Write out the records below without changes, from the line containing "Return one point per instance of the gray metal" to the line containing "<point>126,23</point>", including both of those lines.

● RECORDS FOR THIS TASK
========
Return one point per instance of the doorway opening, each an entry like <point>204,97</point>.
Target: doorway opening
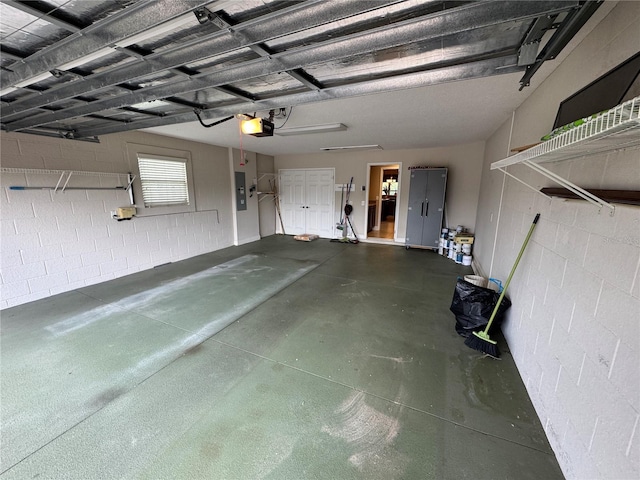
<point>383,194</point>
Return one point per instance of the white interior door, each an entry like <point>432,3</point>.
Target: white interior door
<point>307,201</point>
<point>319,196</point>
<point>292,201</point>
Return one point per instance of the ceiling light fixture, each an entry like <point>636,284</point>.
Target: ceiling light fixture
<point>308,129</point>
<point>258,127</point>
<point>352,147</point>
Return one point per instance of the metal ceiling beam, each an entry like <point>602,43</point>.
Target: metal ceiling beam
<point>416,29</point>
<point>117,27</point>
<point>570,26</point>
<point>262,50</point>
<point>43,15</point>
<point>467,71</point>
<point>299,16</point>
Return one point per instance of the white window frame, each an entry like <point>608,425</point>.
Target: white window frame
<point>169,190</point>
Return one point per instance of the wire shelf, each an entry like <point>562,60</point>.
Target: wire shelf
<point>616,129</point>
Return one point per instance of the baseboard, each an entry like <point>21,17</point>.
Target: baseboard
<point>248,240</point>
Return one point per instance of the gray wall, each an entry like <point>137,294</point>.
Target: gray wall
<point>573,328</point>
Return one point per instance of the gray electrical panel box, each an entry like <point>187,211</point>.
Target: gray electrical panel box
<point>241,192</point>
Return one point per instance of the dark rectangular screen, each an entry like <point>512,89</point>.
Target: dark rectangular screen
<point>606,92</point>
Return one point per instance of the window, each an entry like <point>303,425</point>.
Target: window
<point>164,181</point>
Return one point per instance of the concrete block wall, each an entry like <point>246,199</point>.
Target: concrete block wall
<point>573,329</point>
<point>53,242</point>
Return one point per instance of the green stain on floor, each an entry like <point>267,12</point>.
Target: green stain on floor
<point>274,360</point>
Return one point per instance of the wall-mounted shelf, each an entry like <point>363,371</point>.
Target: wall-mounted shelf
<point>125,179</point>
<point>616,129</point>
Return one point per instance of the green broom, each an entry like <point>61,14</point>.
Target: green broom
<point>480,340</point>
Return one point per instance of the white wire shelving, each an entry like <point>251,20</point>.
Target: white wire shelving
<point>64,176</point>
<point>613,130</point>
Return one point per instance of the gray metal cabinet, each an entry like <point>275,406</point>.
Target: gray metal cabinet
<point>426,207</point>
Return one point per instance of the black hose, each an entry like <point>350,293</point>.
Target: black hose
<point>211,124</point>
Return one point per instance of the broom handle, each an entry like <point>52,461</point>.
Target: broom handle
<point>513,270</point>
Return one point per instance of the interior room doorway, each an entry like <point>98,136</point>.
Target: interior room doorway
<point>383,194</point>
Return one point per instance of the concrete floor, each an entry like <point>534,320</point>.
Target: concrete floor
<point>274,360</point>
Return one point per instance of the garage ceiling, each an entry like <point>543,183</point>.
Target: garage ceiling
<point>81,69</point>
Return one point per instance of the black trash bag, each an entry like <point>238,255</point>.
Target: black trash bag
<point>473,305</point>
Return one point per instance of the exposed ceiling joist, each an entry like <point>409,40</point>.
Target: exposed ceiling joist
<point>268,26</point>
<point>433,77</point>
<point>431,26</point>
<point>47,16</point>
<point>145,63</point>
<point>126,23</point>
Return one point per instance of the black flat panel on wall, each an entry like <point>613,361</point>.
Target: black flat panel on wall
<point>611,89</point>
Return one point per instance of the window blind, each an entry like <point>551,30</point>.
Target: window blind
<point>164,181</point>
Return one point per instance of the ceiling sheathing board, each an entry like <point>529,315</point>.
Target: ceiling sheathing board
<point>356,23</point>
<point>269,79</point>
<point>417,56</point>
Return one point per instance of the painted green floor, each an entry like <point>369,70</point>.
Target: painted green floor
<point>275,360</point>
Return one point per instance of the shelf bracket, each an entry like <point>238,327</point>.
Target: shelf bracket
<point>581,192</point>
<point>504,170</point>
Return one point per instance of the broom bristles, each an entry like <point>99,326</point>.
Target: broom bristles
<point>483,344</point>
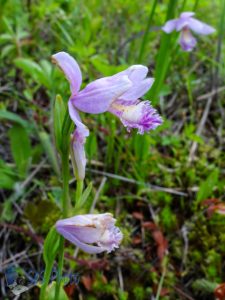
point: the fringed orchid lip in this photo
(103, 94)
(140, 115)
(92, 233)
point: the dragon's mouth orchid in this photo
(186, 23)
(92, 233)
(118, 94)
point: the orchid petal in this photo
(200, 27)
(135, 73)
(187, 41)
(99, 94)
(85, 247)
(138, 90)
(140, 115)
(83, 230)
(71, 70)
(77, 144)
(170, 26)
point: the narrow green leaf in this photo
(21, 148)
(12, 117)
(59, 114)
(49, 150)
(51, 245)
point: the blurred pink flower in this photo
(185, 23)
(85, 230)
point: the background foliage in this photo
(156, 185)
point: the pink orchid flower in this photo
(185, 23)
(86, 230)
(118, 94)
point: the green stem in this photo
(60, 268)
(47, 275)
(65, 206)
(79, 190)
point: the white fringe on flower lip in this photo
(92, 233)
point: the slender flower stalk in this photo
(185, 24)
(65, 204)
(85, 230)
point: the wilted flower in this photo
(117, 94)
(185, 23)
(92, 233)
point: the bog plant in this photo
(118, 94)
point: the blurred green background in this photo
(157, 184)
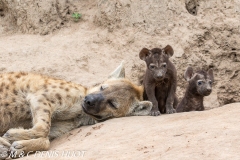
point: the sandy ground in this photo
(212, 134)
(42, 38)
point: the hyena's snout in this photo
(92, 103)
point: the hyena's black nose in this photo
(209, 89)
(93, 99)
(89, 100)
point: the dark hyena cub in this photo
(199, 85)
(160, 80)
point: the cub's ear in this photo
(188, 73)
(168, 51)
(210, 74)
(144, 53)
(143, 108)
(119, 72)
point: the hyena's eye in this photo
(210, 82)
(112, 104)
(104, 86)
(200, 83)
(151, 66)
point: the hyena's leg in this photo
(4, 148)
(175, 103)
(25, 147)
(41, 119)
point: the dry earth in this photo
(212, 134)
(40, 36)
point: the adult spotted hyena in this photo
(35, 108)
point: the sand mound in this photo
(212, 134)
(204, 34)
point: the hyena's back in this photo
(19, 92)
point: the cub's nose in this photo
(89, 100)
(159, 76)
(209, 89)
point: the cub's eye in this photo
(210, 82)
(112, 104)
(200, 83)
(103, 87)
(151, 66)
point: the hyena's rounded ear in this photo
(210, 74)
(143, 108)
(119, 72)
(188, 73)
(168, 50)
(144, 53)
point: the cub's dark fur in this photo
(199, 85)
(160, 80)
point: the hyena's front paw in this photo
(15, 134)
(4, 148)
(17, 150)
(170, 110)
(4, 152)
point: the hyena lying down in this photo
(46, 108)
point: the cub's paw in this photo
(4, 152)
(170, 110)
(155, 112)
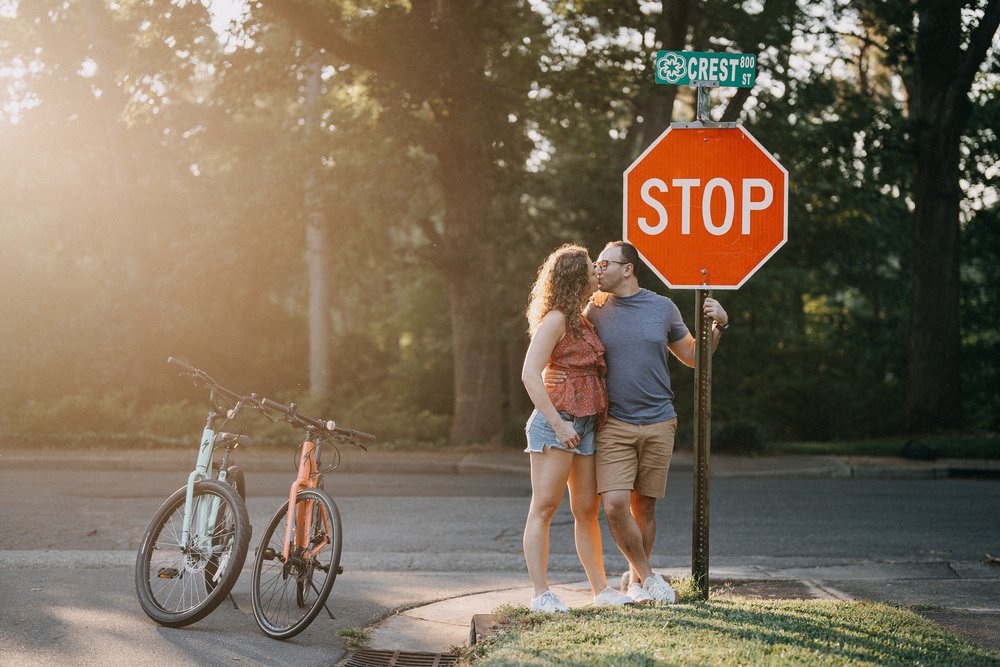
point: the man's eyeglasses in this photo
(603, 264)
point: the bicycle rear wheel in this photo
(288, 594)
(170, 578)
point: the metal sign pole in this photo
(702, 411)
(702, 443)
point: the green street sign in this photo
(730, 70)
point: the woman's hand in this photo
(567, 435)
(553, 377)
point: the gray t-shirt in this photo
(635, 331)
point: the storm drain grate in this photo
(373, 658)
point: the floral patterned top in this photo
(582, 358)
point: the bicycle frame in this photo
(308, 478)
(207, 516)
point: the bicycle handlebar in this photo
(292, 415)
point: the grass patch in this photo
(355, 639)
(957, 447)
(733, 631)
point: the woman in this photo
(561, 429)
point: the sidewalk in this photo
(443, 626)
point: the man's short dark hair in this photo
(629, 253)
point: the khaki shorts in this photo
(635, 458)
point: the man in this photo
(638, 328)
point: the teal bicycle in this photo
(194, 548)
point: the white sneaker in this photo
(659, 590)
(609, 597)
(549, 603)
(638, 594)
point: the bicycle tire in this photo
(287, 597)
(236, 479)
(169, 577)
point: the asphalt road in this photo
(69, 538)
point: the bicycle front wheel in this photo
(288, 593)
(170, 573)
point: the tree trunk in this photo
(317, 246)
(469, 267)
(939, 109)
(933, 389)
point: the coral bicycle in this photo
(298, 558)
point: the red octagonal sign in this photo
(706, 207)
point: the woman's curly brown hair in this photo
(561, 285)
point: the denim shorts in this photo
(541, 435)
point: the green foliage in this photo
(157, 172)
(727, 632)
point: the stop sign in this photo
(706, 207)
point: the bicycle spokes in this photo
(289, 591)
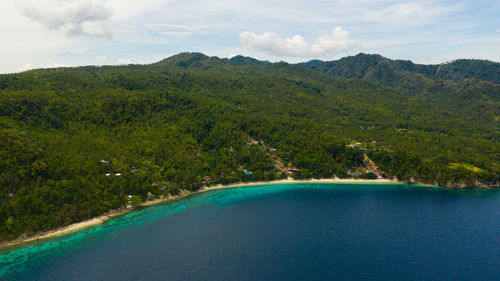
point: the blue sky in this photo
(48, 33)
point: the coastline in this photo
(114, 213)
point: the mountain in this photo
(391, 72)
(78, 142)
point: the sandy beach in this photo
(101, 219)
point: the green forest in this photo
(78, 142)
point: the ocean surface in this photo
(283, 232)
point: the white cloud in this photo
(125, 61)
(326, 45)
(73, 17)
(79, 51)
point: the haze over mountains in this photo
(77, 142)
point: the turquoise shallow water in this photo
(282, 232)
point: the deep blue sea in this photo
(283, 232)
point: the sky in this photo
(53, 33)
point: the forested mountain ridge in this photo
(381, 69)
(77, 142)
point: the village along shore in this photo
(114, 213)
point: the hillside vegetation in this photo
(77, 142)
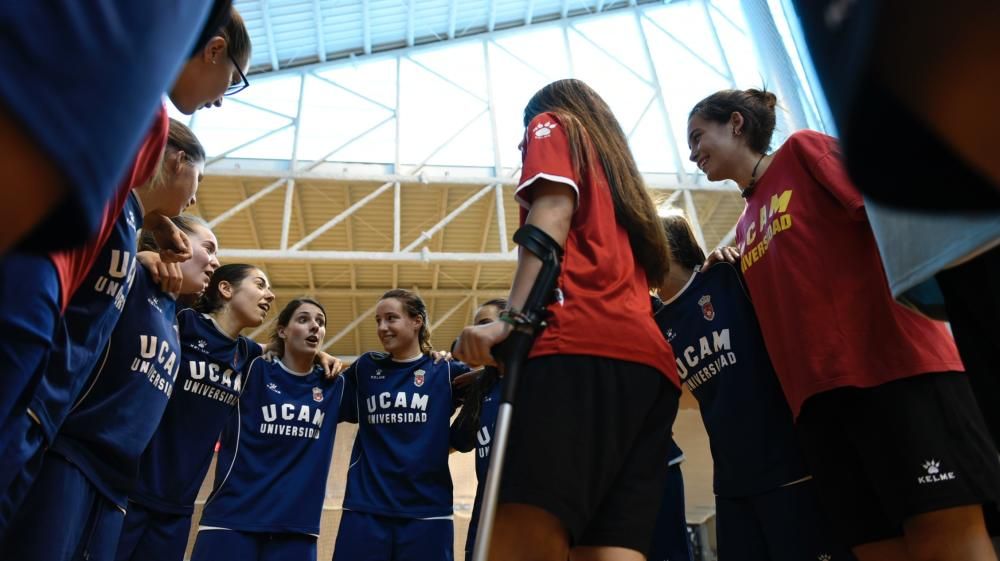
========
● ANSWER TO THIS EXERCISE
Return one point per instance of the gray metal cabinet, each an entry like <point>275,406</point>.
Target: gray metal cabinet
<point>426,207</point>
Return one point per instance of the black hose, each an entry like <point>350,293</point>.
Target: black hose
<point>211,124</point>
Return one point per instance of the broom handle, each an entry like <point>52,461</point>.
Target: broom handle
<point>513,270</point>
Return one point per instance of the interior room doorway, each an entry like <point>98,136</point>.
Target: interior room doorway
<point>383,194</point>
Return one point per instance of the concrete floor, each an entry like <point>534,320</point>.
Target: concrete floor
<point>274,360</point>
Return one point per instance of the garage ceiling, each an entry like <point>543,183</point>.
Target: garage ceiling
<point>81,69</point>
Return one point per instance of the black trash bag, each an entry like <point>238,255</point>.
Target: black trash bag
<point>473,305</point>
Return one point per instance of the exposed ceiling joist, each an entry like <point>409,40</point>.
Target: exposed ceiling joist
<point>268,26</point>
<point>433,77</point>
<point>431,26</point>
<point>47,16</point>
<point>145,63</point>
<point>126,23</point>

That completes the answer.